Encryption keys are identified by name. For local file keys a file with the same name as the key is expected to exist, with the appropriate access rights, in the directory designated by the scylla.yaml configuration option:

system_key_directory: <folder>

Transparent user data encryption

Transparent user data encryption enables encrypted storage of persisted SSTable data. Tables are configured for encryption by setting CQL properties on the table while creating or updating the table.

create table <keyspace>.<table_name> (...<columns>...) WITH
      scylla_encryption_options = {
            'cipher_algorithm' : “<alg/mode/padding>”,
            'secret_key_strength' : <128/256…>,
            'key_provider': <provider>,
            [<provider options>...]
      }
;

The default key provider is the local file key storage provider. With no extra options Scylla will read or create a local key file in the key directory configured in scylla.yaml. Scylla supports three storage providers; local (available at initial release of this feature), plus replicated and KMIP key storage (in future versions of Scylla Enterprise).

Note that since data insertion in Scylla typically passes through the commit log and/or batch/hints log before being fully committed to a final SSTable on disk, you should also configure system-level encryption to be sure all sensitive data is protected. You can read the documentation on how to configure system-level encryption here.

The keys used can be either pre-generated or created on demand on first write to disk. File based key management will rely on the same key being available on disk in the named file whereas, in a future version, providers such as KMIP or the replicated key provider use an id-based key lookup to name and later retrieve the keys used by any given disk file.

Local key storage

This initial implementation, available beginning in Scylla Enterprise Release 2019.1.1, is a simple file-based key storage scheme where each key is kept in clear-text files on disk, in a key storage directory configured in scylla.yaml.

This is the default key storage manager in Scylla, since in its simplest usage it requires very little extra configuration. However, care should be taken so that no outside party can easily access the key data from the file system, i.e. you should take care of setting the permissions for the key directory.

◆ **MATERIAL PROVIDED**
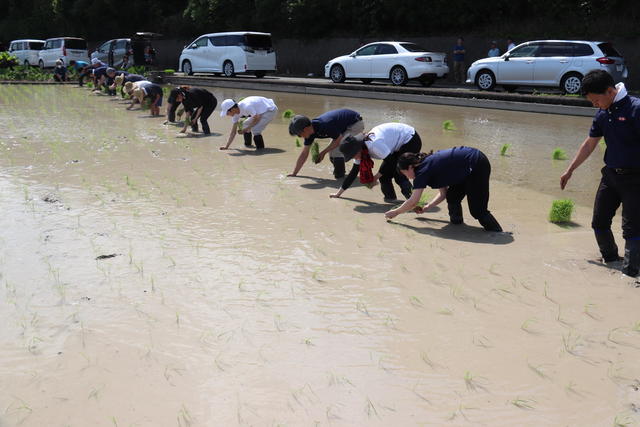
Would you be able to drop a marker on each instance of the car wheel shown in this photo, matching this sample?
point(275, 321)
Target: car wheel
point(227, 69)
point(186, 68)
point(427, 82)
point(485, 80)
point(337, 74)
point(571, 83)
point(398, 76)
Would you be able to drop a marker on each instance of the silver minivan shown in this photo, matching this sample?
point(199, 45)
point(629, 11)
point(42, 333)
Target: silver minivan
point(26, 50)
point(63, 48)
point(548, 63)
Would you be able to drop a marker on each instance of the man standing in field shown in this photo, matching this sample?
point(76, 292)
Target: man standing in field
point(618, 121)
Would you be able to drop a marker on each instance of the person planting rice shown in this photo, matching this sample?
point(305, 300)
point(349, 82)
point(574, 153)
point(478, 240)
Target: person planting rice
point(198, 104)
point(618, 121)
point(258, 111)
point(150, 91)
point(456, 172)
point(387, 142)
point(335, 124)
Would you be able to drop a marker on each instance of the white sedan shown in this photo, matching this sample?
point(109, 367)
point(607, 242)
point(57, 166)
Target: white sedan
point(396, 61)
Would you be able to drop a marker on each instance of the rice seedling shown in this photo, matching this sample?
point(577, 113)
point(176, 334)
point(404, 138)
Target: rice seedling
point(558, 154)
point(561, 211)
point(287, 114)
point(523, 403)
point(448, 125)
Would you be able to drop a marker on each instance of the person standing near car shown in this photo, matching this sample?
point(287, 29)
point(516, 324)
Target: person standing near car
point(385, 142)
point(458, 61)
point(258, 111)
point(198, 104)
point(334, 124)
point(618, 121)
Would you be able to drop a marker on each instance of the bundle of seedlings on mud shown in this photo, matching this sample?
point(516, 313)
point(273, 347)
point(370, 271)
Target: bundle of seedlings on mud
point(287, 114)
point(561, 211)
point(558, 154)
point(315, 152)
point(448, 125)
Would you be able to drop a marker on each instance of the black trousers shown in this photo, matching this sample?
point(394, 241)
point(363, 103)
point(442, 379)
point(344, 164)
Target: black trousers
point(475, 187)
point(614, 190)
point(389, 169)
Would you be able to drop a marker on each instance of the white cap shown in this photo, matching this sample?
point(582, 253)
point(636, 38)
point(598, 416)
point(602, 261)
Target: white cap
point(225, 106)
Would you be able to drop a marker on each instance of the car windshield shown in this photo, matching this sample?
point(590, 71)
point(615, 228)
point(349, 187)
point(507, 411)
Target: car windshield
point(258, 41)
point(609, 50)
point(412, 47)
point(75, 44)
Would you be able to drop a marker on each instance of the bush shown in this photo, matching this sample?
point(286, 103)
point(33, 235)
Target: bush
point(561, 211)
point(7, 61)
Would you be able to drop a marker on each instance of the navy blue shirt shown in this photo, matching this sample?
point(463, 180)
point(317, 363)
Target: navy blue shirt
point(620, 126)
point(446, 167)
point(332, 124)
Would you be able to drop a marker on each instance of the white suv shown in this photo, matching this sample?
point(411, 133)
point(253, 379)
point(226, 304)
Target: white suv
point(26, 50)
point(229, 53)
point(547, 63)
point(63, 48)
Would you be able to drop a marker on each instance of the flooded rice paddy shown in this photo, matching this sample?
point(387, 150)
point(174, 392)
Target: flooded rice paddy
point(149, 279)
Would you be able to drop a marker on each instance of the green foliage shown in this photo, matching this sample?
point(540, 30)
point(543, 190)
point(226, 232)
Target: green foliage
point(315, 152)
point(7, 61)
point(561, 211)
point(448, 125)
point(287, 114)
point(558, 154)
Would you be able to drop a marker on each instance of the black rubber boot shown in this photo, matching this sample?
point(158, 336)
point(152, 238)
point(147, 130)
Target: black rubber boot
point(631, 262)
point(607, 245)
point(338, 167)
point(489, 222)
point(455, 214)
point(406, 189)
point(247, 139)
point(259, 141)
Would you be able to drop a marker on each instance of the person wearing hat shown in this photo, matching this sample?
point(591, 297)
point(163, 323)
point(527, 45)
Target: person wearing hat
point(258, 111)
point(147, 90)
point(334, 124)
point(198, 104)
point(457, 173)
point(385, 142)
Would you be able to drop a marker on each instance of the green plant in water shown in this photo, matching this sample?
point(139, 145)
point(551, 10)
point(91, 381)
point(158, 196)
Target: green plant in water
point(315, 152)
point(561, 211)
point(558, 154)
point(448, 125)
point(287, 114)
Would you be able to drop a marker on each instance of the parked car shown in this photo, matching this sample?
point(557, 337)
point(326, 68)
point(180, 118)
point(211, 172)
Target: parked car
point(229, 53)
point(547, 63)
point(63, 48)
point(396, 61)
point(26, 50)
point(127, 52)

◆ **REQUEST**
Write what comes next in the text on Scylla data encryption, picking up after its final sentence.

◆ **ANSWER FOR THIS EXERCISE**
You could also consider keeping the key directory on a network drive (using TLS for the file sharing) to avoid having keys and data on the same storage media, should it become stolen or discarded.

To use this provider for user data encryption, set

‘key_provider’: ‘LocalFileSystemKeyProviderFactory’,
'kmip_host‘secret_key_file’: <key storage file> (with optionally pre-created key(s)).

In the scylla_encryption_options attributes.

If secret_key_file is not specified, it will default to a file named data_encryption_keys in the system configuration directory. If this file does not exist and contain an appropriate key it and/or the directory must be writable by the scylla process and a new key will be generated.

System level encryption

System level encryption applied to semi-transient on-disk data, such as commit log, batch log and hinted handoff data. In each of these user table data is temporarily stored until fully persisted to final sstable on disk.

System encryption is configured in scylla.yaml:

System_info_encryption:
     enabled: <bool>
     key_provider: (optional) <key provider type>

Depending on key provider, additional arguments declaring provider properties are also required. Note the replicated key provider is not allowed here.

Scylla also allows you to encrypt sensitive parts of the scylla.yaml configuration file, such as KMIP server passwords. The configuration_encryptor tool accepts a system key file on disk and encrypt or decrypt your scylla config file automatically.

Example 1: Creating a new, encrypted table

Using the simplest use case of encrypting a single table using local key file provider:

  1. Create an encryption key
    > <scylla-tools/bin>/local_file_key_generator
  2. Copy the key file to the same path on all nodes in the cluster.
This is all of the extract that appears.